Task objective – Every line of the material that mentions the word "ocean" should be copied out.

Supplied entries –
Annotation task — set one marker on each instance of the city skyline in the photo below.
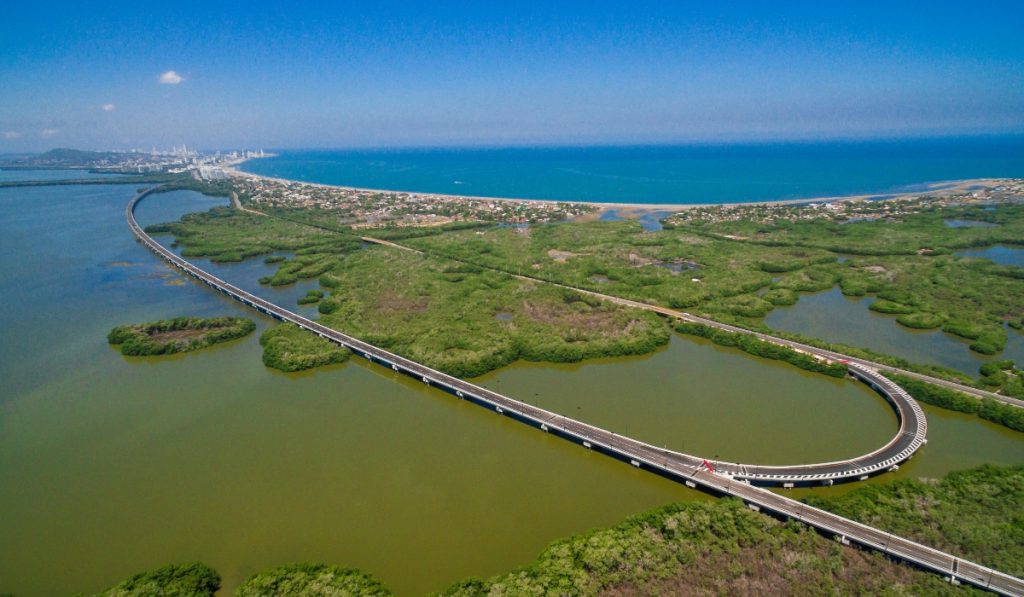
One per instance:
(393, 75)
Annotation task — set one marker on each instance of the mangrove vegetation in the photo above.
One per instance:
(177, 335)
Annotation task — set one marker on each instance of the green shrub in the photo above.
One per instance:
(889, 307)
(936, 395)
(290, 348)
(753, 345)
(309, 579)
(193, 580)
(920, 321)
(177, 335)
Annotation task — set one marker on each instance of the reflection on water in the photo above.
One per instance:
(126, 464)
(696, 396)
(835, 317)
(13, 175)
(1001, 254)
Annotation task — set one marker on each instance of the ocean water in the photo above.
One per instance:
(684, 174)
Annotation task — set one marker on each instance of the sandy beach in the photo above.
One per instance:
(632, 210)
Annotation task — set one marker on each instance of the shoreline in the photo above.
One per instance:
(630, 210)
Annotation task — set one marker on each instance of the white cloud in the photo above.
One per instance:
(171, 78)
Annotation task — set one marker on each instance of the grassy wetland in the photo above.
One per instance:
(974, 512)
(216, 429)
(463, 305)
(177, 335)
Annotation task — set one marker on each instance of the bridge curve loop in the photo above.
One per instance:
(909, 438)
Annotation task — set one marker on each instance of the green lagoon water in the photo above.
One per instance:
(836, 317)
(114, 465)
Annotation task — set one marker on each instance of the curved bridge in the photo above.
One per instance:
(911, 435)
(728, 479)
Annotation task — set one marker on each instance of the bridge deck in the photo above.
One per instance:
(732, 479)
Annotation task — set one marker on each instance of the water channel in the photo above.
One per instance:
(114, 465)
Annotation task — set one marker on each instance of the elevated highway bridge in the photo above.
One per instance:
(734, 479)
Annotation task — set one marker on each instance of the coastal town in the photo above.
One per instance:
(364, 208)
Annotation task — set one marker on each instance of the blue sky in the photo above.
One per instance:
(382, 74)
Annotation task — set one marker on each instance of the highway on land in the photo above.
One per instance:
(682, 315)
(692, 471)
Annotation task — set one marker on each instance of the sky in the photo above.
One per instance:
(102, 75)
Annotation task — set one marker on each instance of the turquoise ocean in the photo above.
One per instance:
(660, 174)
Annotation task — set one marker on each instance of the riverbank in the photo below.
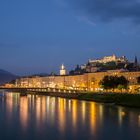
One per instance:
(129, 100)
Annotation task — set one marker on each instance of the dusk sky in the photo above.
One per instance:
(37, 36)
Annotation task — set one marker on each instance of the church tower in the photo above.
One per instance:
(136, 61)
(62, 70)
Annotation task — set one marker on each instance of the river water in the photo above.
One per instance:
(34, 117)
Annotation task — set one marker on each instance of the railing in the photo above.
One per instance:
(47, 90)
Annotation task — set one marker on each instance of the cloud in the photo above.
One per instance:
(108, 10)
(86, 20)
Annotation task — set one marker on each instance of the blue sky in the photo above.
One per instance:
(39, 35)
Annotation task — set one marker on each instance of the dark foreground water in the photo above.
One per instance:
(48, 118)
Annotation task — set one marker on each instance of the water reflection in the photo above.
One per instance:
(73, 117)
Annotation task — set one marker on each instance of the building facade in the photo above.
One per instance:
(87, 81)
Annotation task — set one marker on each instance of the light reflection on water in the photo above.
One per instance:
(43, 117)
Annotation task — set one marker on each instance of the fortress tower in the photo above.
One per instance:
(62, 70)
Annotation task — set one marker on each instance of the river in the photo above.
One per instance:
(35, 117)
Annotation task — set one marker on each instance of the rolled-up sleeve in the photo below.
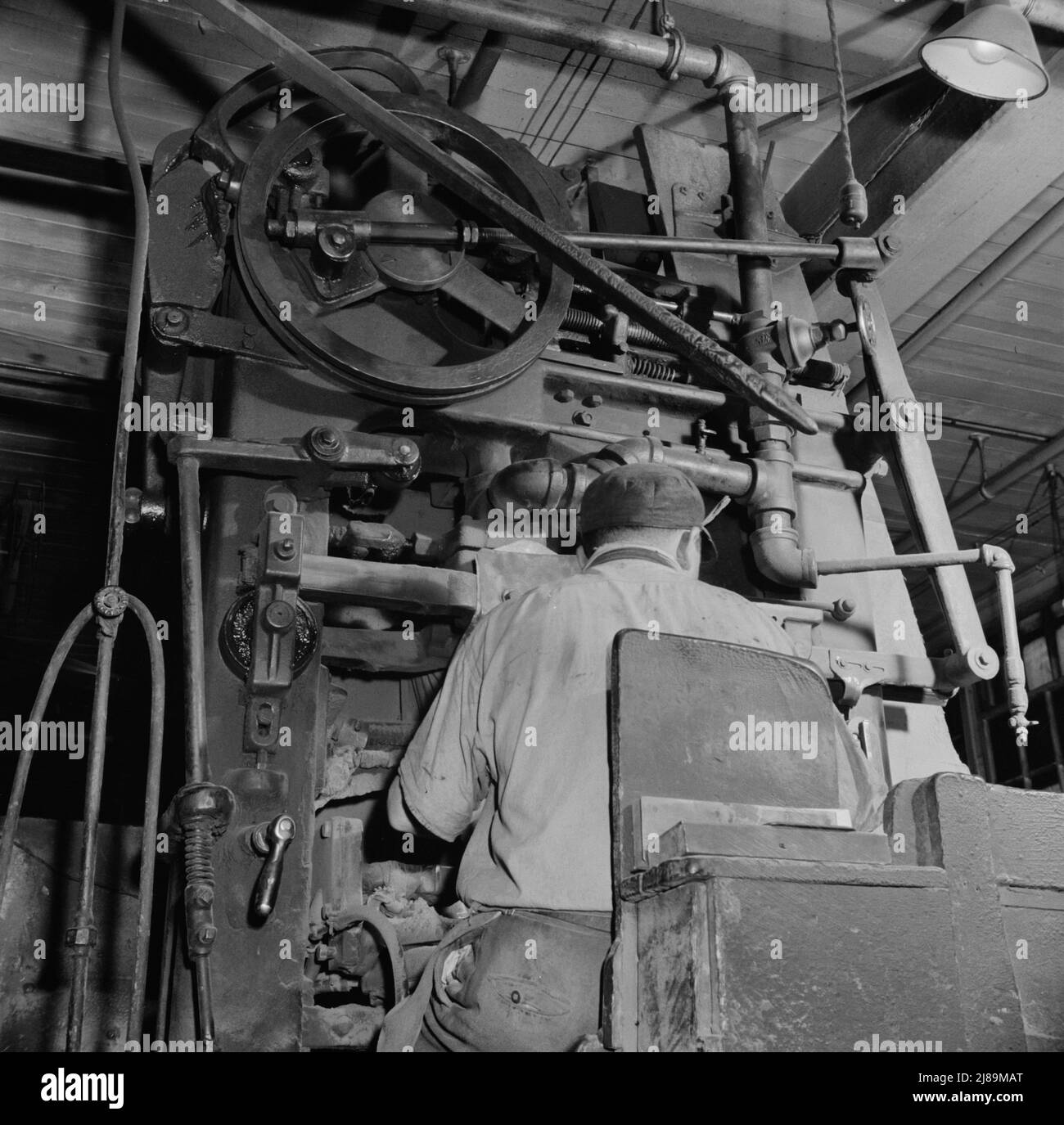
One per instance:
(445, 772)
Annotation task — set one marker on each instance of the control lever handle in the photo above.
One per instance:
(270, 839)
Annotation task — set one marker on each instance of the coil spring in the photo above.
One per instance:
(580, 320)
(198, 846)
(652, 369)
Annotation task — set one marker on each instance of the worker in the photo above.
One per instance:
(517, 740)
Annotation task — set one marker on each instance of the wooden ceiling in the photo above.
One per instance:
(69, 243)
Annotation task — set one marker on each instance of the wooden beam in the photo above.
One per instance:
(992, 177)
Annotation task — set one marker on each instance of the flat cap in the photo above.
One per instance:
(643, 497)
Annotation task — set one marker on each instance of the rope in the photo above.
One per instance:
(853, 200)
(844, 113)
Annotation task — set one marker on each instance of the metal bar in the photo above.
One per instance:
(515, 17)
(21, 771)
(916, 471)
(1055, 738)
(692, 344)
(192, 623)
(438, 234)
(429, 590)
(926, 560)
(712, 474)
(81, 938)
(954, 308)
(151, 818)
(480, 70)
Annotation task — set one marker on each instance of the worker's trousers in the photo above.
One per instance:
(507, 981)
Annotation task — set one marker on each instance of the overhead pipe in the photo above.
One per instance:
(713, 65)
(1040, 12)
(775, 542)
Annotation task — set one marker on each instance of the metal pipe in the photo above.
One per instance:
(954, 308)
(81, 936)
(712, 65)
(36, 716)
(916, 473)
(698, 349)
(151, 818)
(1040, 12)
(1055, 741)
(775, 542)
(196, 765)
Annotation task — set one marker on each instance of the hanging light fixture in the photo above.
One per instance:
(990, 53)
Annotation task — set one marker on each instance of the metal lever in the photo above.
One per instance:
(272, 840)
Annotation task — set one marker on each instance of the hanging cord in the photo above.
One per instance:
(108, 608)
(853, 200)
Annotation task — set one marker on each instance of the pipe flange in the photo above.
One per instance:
(110, 602)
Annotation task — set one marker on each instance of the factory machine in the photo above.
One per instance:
(407, 326)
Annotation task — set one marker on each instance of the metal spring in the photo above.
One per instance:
(198, 846)
(580, 320)
(652, 369)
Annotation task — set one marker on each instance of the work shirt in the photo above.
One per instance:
(521, 723)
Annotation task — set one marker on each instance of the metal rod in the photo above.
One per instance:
(480, 70)
(440, 234)
(36, 716)
(515, 17)
(81, 938)
(701, 350)
(916, 473)
(117, 511)
(954, 308)
(1055, 740)
(151, 817)
(925, 560)
(192, 623)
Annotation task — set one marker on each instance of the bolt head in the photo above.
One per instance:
(279, 617)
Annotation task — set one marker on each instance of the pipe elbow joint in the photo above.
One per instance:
(731, 68)
(997, 558)
(782, 560)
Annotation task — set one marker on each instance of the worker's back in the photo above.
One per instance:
(534, 675)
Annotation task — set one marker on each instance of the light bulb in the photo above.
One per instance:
(986, 53)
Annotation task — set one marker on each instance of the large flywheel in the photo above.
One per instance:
(320, 239)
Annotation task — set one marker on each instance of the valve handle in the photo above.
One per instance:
(273, 839)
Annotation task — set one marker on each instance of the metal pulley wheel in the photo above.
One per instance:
(404, 322)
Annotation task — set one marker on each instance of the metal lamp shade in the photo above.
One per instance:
(990, 53)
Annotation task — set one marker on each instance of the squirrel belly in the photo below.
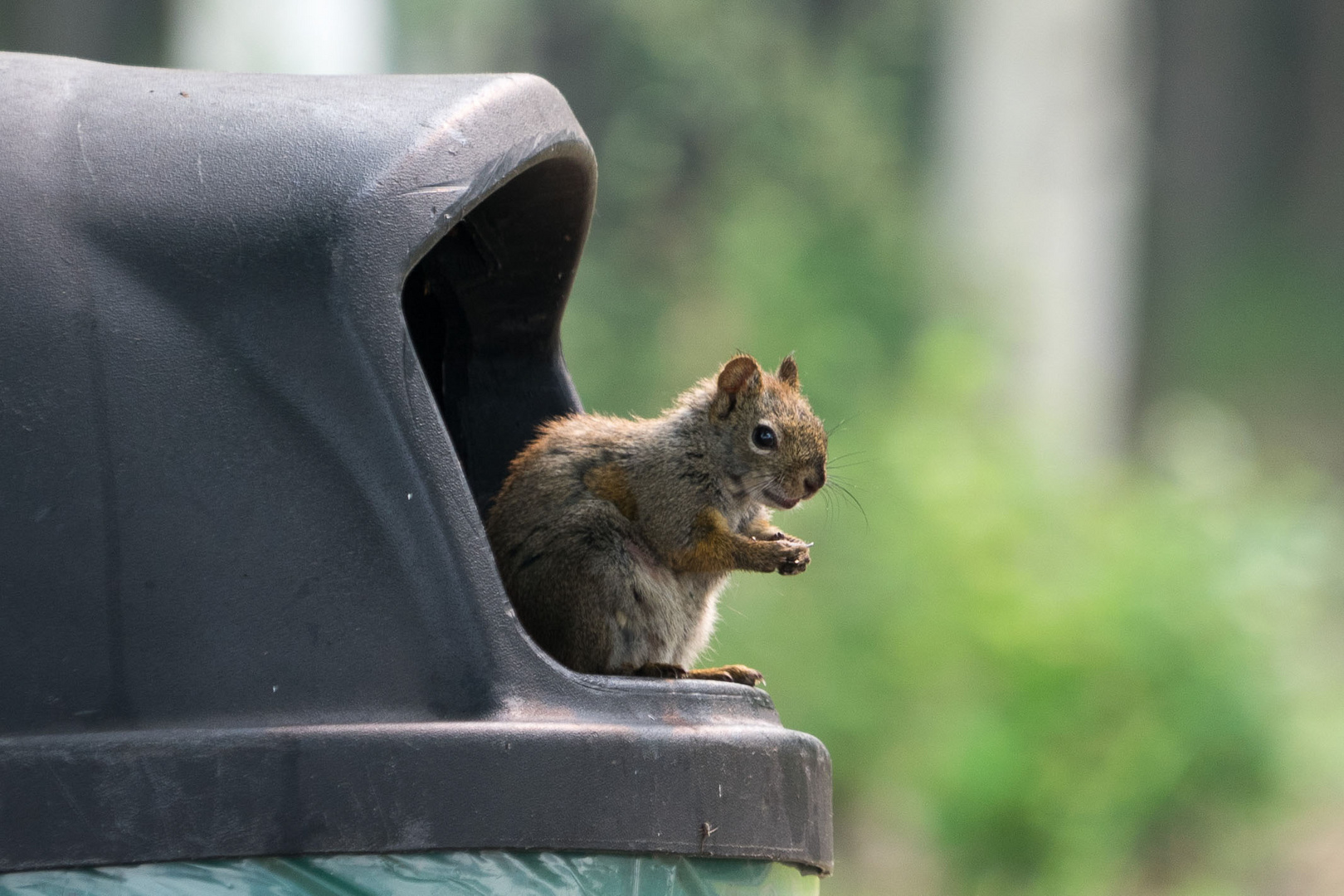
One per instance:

Answer to the problem –
Annotation task — set one marker on each instance of the ocean water in the photo above.
Annotation task — set one marker on each instance of the turquoise ocean in the photo above.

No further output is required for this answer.